# What's a speed indicator used for?



## Ebel440 (Oct 1, 2014)

I got an old starrett improved speed indicator number 106 I think. It has no model number but looking in an old catalog that's what it looks like. I have never seen one before and no one at my work knows what it is. What's it used for? Is it just to check rpm on a lathe?


----------



## Alan Douglas (Oct 1, 2014)

Perhaps it's from the days of overhead line shafts and belts, where there would be no way of knowing the speed except to measure it.


----------



## dgehricke (Oct 1, 2014)

The 104 and the 107 speed indicators are model numbers from Starrett tools. They were used to measure the speed of machine spindles ,shafts, wheels and other rotating applications. the 104 was good for RPMs up to 2000 rpm and the 107 was good for 5000rpms.
hope this helps.
regards
dgehricke


----------



## Ebel440 (Oct 1, 2014)

I found the model 106 improved speed indicator in a 1915 catalog and the one I found seems to resemble the 106 the most. It has a patent on the tool from 1897. I saw a 104 for sale the same day and it was a little different.


----------



## Bill Gruby (Oct 1, 2014)

It is an early form of hand held tachometer. It measures speed in RPM's. 

 "Billy G"


----------



## Vladymere (Oct 1, 2014)

Knowing the spindle RPM and the diameter of your stock you can then determine the stocks surface feet per minute which is used to determine the depth of cut.




Vlad


----------



## pebbleworm (Oct 1, 2014)

I have one and it is fun to use.  And definitely the cheapest speed indicator you can find, if not that precise.  I like it.


----------



## kd4gij (Oct 2, 2014)

I have one. What are thay used for?:thinking: Well thay are fun to play with. Everybody should have one.


----------



## Ebel440 (Oct 8, 2014)

I played with it a little but didn't try it on my lathe yet. I'm guessing you need to time it for a minute and that's your rpm?


----------



## kd4gij (Oct 8, 2014)

→ SOURCE MATERIAL
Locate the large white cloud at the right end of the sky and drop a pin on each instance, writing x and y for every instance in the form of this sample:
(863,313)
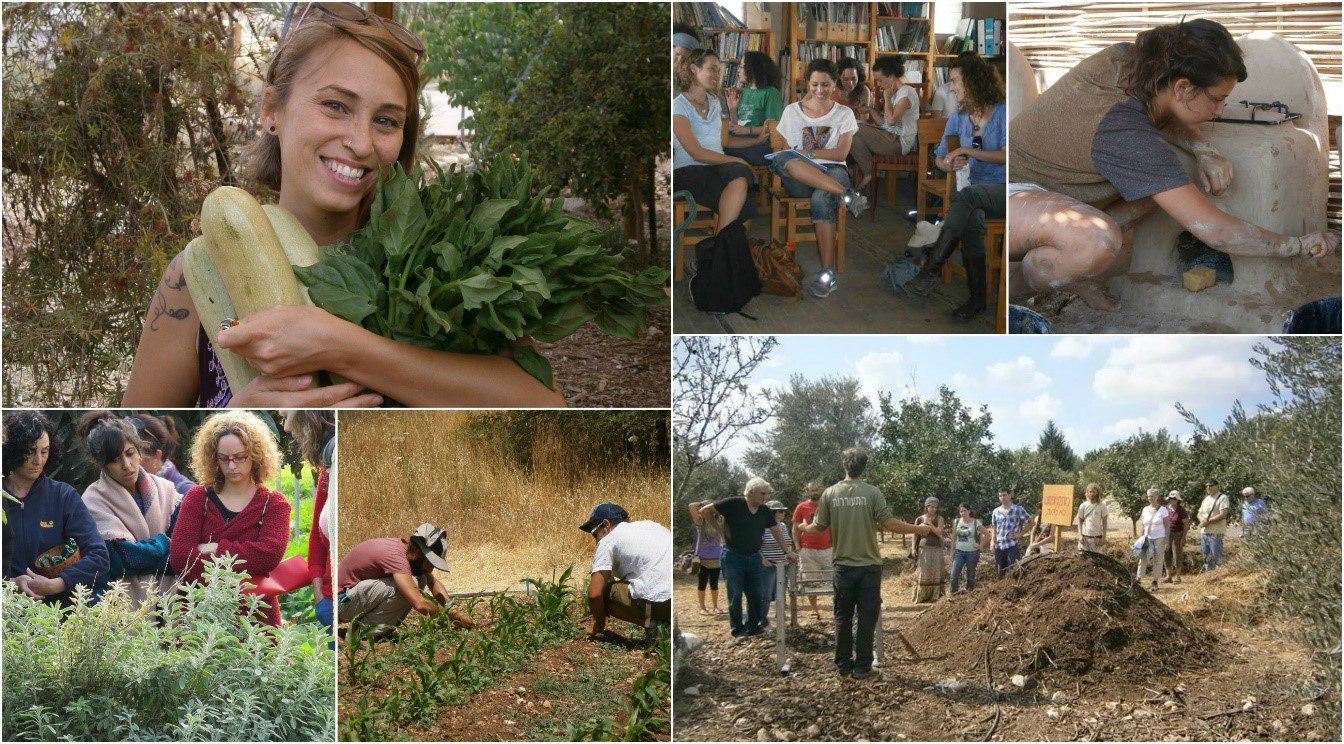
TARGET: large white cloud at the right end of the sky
(1179,369)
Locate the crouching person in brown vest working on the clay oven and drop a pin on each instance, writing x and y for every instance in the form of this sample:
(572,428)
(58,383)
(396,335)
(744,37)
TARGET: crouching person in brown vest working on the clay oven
(1092,156)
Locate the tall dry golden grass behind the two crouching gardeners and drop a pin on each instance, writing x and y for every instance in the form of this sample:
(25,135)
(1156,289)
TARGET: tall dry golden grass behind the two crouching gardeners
(397,469)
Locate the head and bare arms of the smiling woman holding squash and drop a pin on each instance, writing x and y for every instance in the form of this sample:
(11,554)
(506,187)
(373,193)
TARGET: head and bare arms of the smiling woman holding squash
(339,108)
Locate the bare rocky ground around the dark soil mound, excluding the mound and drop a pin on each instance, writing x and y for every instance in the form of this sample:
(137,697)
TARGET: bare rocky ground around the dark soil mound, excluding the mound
(740,694)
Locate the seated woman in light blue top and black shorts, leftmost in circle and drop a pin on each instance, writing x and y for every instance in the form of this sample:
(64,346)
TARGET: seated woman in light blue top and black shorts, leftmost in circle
(701,132)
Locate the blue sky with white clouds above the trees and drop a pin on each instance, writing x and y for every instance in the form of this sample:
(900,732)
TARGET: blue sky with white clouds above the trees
(1097,390)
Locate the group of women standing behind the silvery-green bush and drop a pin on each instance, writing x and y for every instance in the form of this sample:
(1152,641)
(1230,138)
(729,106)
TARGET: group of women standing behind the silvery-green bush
(142,524)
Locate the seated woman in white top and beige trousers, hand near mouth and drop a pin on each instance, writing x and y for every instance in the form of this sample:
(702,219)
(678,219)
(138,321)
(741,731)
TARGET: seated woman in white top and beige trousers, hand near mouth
(894,127)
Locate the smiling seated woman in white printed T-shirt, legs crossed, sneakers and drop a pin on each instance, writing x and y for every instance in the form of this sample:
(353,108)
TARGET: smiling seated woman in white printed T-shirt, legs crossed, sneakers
(819,134)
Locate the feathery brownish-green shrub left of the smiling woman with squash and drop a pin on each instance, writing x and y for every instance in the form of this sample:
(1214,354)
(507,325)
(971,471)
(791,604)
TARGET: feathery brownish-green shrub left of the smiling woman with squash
(119,119)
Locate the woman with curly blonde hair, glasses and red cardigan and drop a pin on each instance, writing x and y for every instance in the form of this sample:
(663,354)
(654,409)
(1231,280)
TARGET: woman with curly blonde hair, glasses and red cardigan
(233,512)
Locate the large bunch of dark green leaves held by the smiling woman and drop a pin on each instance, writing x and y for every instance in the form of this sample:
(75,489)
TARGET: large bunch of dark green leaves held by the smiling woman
(474,261)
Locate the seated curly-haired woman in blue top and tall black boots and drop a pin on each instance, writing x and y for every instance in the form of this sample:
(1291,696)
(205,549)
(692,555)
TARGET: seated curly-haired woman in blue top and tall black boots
(982,128)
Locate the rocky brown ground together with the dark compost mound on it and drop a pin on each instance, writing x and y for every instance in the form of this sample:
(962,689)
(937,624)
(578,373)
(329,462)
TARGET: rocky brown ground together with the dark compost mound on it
(1189,663)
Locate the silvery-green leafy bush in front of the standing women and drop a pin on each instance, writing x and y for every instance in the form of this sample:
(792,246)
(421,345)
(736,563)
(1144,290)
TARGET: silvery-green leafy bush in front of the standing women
(189,668)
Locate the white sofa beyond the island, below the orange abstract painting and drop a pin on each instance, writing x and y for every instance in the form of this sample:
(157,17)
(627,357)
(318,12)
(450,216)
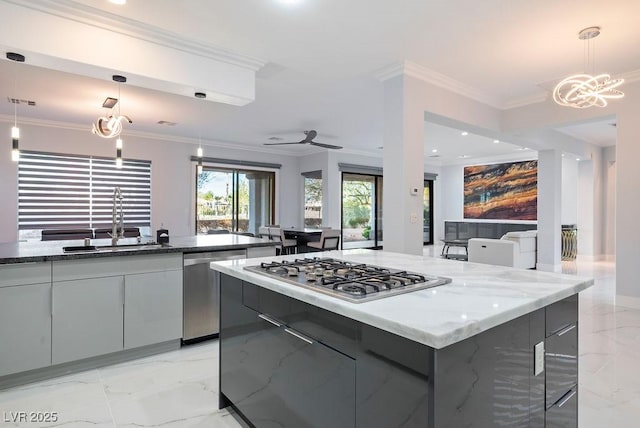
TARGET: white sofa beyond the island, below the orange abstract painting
(515,249)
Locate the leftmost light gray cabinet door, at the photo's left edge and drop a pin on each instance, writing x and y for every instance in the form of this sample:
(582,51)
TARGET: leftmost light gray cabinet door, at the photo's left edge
(25,327)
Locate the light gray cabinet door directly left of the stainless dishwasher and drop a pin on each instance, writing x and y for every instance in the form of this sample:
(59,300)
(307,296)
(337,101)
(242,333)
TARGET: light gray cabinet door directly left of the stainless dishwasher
(153,308)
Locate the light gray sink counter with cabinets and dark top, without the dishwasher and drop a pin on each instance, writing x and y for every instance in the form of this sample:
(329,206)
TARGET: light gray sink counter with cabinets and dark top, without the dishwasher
(67,311)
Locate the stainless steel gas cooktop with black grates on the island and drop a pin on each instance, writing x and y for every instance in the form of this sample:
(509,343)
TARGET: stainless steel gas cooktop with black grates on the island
(346,280)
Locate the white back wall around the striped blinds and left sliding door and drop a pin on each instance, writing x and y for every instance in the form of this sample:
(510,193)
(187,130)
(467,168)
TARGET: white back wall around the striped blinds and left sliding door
(173,177)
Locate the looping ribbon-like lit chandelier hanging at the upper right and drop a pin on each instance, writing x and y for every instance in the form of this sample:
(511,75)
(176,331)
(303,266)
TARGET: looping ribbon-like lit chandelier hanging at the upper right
(586,90)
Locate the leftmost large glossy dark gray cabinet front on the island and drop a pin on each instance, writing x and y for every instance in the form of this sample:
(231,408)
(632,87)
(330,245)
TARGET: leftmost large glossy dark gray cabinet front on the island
(280,378)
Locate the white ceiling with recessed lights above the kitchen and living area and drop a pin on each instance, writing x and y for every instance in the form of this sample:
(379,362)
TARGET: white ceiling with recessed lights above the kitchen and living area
(322,56)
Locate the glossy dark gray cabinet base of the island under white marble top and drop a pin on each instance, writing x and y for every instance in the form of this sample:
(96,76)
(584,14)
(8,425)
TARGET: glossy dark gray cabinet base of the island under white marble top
(337,372)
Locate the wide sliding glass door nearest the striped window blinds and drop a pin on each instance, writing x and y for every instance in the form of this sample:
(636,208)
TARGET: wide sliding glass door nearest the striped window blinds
(234,200)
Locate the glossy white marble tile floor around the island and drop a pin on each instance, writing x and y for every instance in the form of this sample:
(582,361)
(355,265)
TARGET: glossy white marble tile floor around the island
(179,388)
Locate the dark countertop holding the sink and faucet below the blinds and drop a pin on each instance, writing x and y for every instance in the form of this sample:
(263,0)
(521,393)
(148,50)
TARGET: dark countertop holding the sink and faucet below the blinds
(38,251)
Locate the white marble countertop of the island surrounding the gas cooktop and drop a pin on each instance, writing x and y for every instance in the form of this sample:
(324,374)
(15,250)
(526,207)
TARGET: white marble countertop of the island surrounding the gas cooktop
(478,298)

→ WORK ORDER A
From the forum thread on speed indicators above, quote the passage between "I found the" and "speed in RPM's.", inclusive.
→ WORK ORDER B
Render this sentence from the forum thread on speed indicators into French: "It is an early form of hand held tachometer."
→ WORK ORDER C
In the forum thread on speed indicators, what is the highest speed the Starrett 104 was good for?

→ EXERCISE ANSWER A
I found the model 106 improved speed indicator in a 1915 catalog and the one I found seems to resemble the 106 the most. It has a patent on the tool from 1897. I saw a 104 for sale the same day and it was a little different.


----------



## Bill Gruby (Oct 1, 2014)

It is an early form of hand held tachometer. It measures speed in RPM's.

→ EXERCISE ANSWER B
C'est une forme ancienne de tachymètre portatif.

→ EXERCISE ANSWER C
2000 rpm